_Document excerpt_
BEGIN
McNally set up the UK beachhead for the Houston PC titan in 1984 with just £2,000 and a load of stock that he famously personally delivered by black cab, growing it to a £1bn plus sales organisation by 1997, four years before he retired.

"I have a great deal of respect for Joe. He knew what he was and wasn't good at and built a team around him that had the right mix," said David Clarke, chief executive at the British Computer Society, who worked with McNally for six years at Compaq.

He confirmed to Channel Register that McNally launched the PC firm's local operation with a "very small amount of money" and said the business was "never in debt".

McNally took an unusual career path before joining the IT gold rush: he was a road sweeper while sitting his A-levels, later a supply teacher, and was fired by his father from his steel stockpiling business.

However, it was after joining FMC Harris - the UK's top meat and bacon supplier - that he amassed invaluable management experience, learning to make tough decisions in the short term to stave off longer term issues.
END
_Your assignment_
Continue the article on Joe McNally's career from the end of the sentence about his time at FMC Harris.

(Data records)
BEGIN
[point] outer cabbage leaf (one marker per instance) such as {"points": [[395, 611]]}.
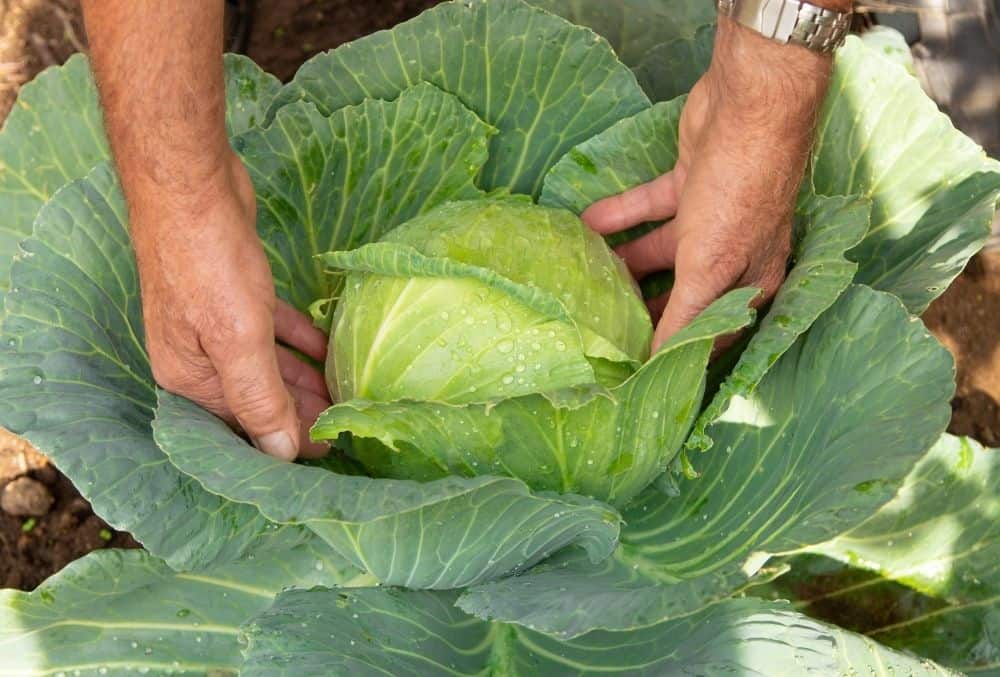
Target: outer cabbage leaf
{"points": [[939, 537], [635, 27], [393, 529], [544, 83], [332, 183], [54, 135], [74, 325], [378, 631], [826, 228], [640, 148], [633, 151], [608, 445], [126, 612], [249, 91], [794, 467], [933, 191], [75, 381], [671, 68]]}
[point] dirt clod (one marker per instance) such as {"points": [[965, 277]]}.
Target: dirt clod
{"points": [[966, 319], [25, 497]]}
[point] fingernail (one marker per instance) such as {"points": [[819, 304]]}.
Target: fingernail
{"points": [[278, 444]]}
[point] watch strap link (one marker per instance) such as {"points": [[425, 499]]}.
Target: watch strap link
{"points": [[791, 21]]}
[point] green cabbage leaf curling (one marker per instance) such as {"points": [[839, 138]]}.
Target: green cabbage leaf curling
{"points": [[496, 336]]}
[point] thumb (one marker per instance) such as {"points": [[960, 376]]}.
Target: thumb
{"points": [[256, 395]]}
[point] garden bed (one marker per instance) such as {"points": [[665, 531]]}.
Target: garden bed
{"points": [[38, 33]]}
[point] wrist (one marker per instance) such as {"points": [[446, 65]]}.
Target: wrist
{"points": [[757, 82], [163, 193]]}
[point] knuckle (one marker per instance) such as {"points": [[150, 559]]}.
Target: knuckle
{"points": [[235, 335], [712, 263], [256, 407]]}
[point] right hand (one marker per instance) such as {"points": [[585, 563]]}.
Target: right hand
{"points": [[212, 317]]}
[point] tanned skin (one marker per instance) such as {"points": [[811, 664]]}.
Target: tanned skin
{"points": [[744, 139], [208, 298], [209, 305]]}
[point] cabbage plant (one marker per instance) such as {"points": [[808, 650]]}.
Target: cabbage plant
{"points": [[607, 512]]}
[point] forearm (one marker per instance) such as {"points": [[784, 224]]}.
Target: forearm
{"points": [[777, 87], [159, 72]]}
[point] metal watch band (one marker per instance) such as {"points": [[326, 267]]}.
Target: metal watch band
{"points": [[791, 21]]}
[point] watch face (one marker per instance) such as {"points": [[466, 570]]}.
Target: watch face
{"points": [[791, 21]]}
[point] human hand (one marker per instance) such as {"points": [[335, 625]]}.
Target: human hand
{"points": [[211, 315], [744, 138]]}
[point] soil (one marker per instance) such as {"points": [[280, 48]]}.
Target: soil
{"points": [[280, 36], [32, 548], [284, 34], [966, 319]]}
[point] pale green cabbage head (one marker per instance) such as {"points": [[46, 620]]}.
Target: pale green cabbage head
{"points": [[512, 299]]}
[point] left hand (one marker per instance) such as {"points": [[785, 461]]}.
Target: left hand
{"points": [[744, 138]]}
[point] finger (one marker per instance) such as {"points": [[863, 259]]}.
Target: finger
{"points": [[309, 407], [296, 330], [691, 294], [653, 201], [256, 394], [298, 374], [652, 252], [656, 305]]}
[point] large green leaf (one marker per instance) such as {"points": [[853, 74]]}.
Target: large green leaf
{"points": [[826, 228], [635, 27], [630, 152], [940, 536], [941, 533], [75, 381], [794, 466], [443, 534], [637, 150], [544, 83], [608, 445], [333, 183], [394, 632], [932, 189], [126, 612], [249, 92], [671, 68], [54, 135], [959, 635]]}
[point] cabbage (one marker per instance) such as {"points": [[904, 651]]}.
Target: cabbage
{"points": [[476, 303], [504, 518]]}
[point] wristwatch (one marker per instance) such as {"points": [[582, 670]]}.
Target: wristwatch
END
_Reply_
In an interview, McNally said FMC was a "bureaucratic, autocratic environment" struggling to turn a profit and run by an elderly board that did not want to make requisite changes to employment policies to carve out a brighter future.

"About two or three years from the time I should have taken the decision, the business was in such a desperate state that we were subject to a hostile takeover because profits were so weak," he told The Independent in 1999.

"The lesson I learnt was never to get confused by the age of people. At Compaq, if we have young people who demonstrate a competency, we say, 'Give them the opportunity to prove that. Delegate where you feel comfortable in doing so, irrespective of whether the person is young or even inexperienced'."

This was a theme in McNally's life; at the start of last year he was made a Commander of the Victorian Order (CVO) at the age of 68 in a nod to two decades of helping youngsters develop through the Duke of Edinburgh Award scheme.

"The DofE scheme is about developing people so in that respect I'm very pleased," he said at the time.

Mike Norris, chief executive at Computacenter, described McNally as an "industry legend" that put in place the foundations for the UK IT sector and indeed the channel.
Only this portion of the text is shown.